With the images left out, print every entry that follows exactly.
..........
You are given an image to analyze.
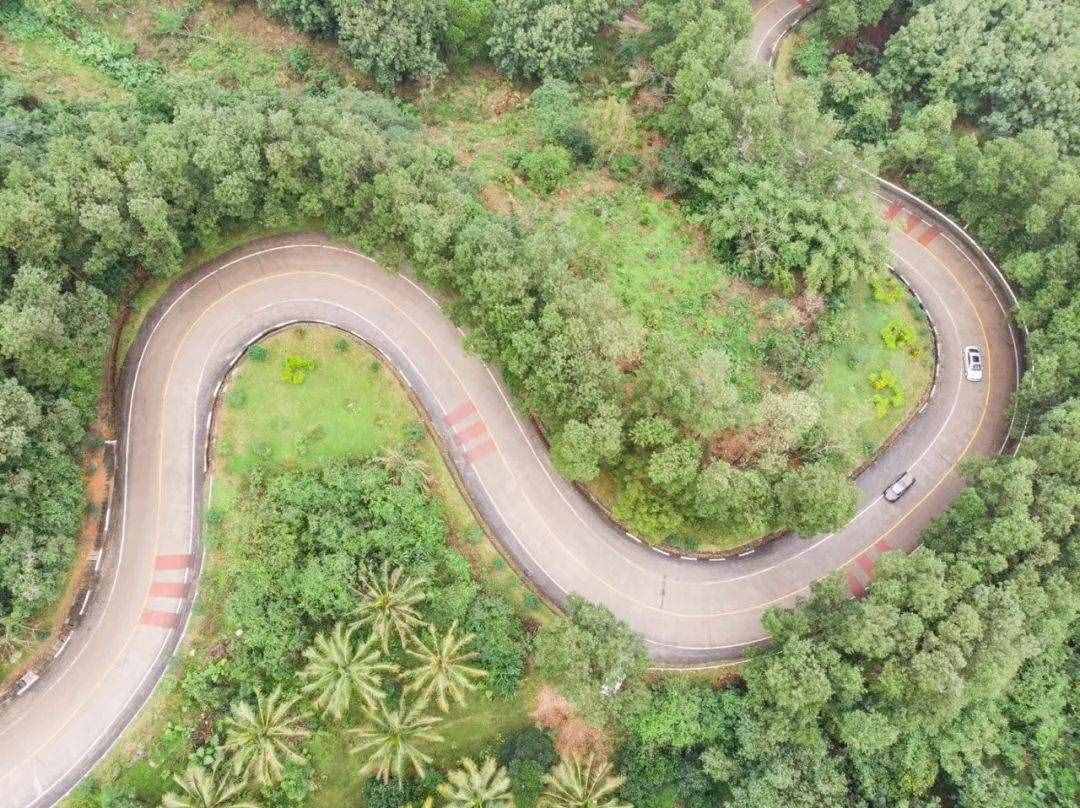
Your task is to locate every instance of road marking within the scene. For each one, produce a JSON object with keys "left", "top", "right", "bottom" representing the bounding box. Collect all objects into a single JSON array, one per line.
[
  {"left": 455, "top": 420, "right": 488, "bottom": 444},
  {"left": 444, "top": 401, "right": 477, "bottom": 426},
  {"left": 464, "top": 439, "right": 498, "bottom": 463},
  {"left": 148, "top": 582, "right": 189, "bottom": 598},
  {"left": 154, "top": 554, "right": 193, "bottom": 571},
  {"left": 139, "top": 610, "right": 180, "bottom": 630}
]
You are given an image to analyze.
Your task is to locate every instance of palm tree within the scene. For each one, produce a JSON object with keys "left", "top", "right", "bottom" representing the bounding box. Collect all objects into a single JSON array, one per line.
..........
• _TASK SOLUTION_
You are given an image to analyze.
Your task is to locate every instance of road marking within the scene. For each one, produce a JSON object with keys "left", "top", "right", "bottom" representing the bounding box. Collect all objects into a single JSON array, one per line.
[
  {"left": 455, "top": 420, "right": 488, "bottom": 444},
  {"left": 444, "top": 401, "right": 477, "bottom": 426},
  {"left": 464, "top": 439, "right": 498, "bottom": 463},
  {"left": 148, "top": 582, "right": 189, "bottom": 598},
  {"left": 154, "top": 554, "right": 193, "bottom": 571},
  {"left": 139, "top": 610, "right": 180, "bottom": 630}
]
You are given an image to analyze.
Your task is to locate every instance of palm tree within the scene. For each one, produce a JSON object with keys "left", "top", "right", "bottom" representing the bounding box. Collect all objects into a single JSON array, one per line.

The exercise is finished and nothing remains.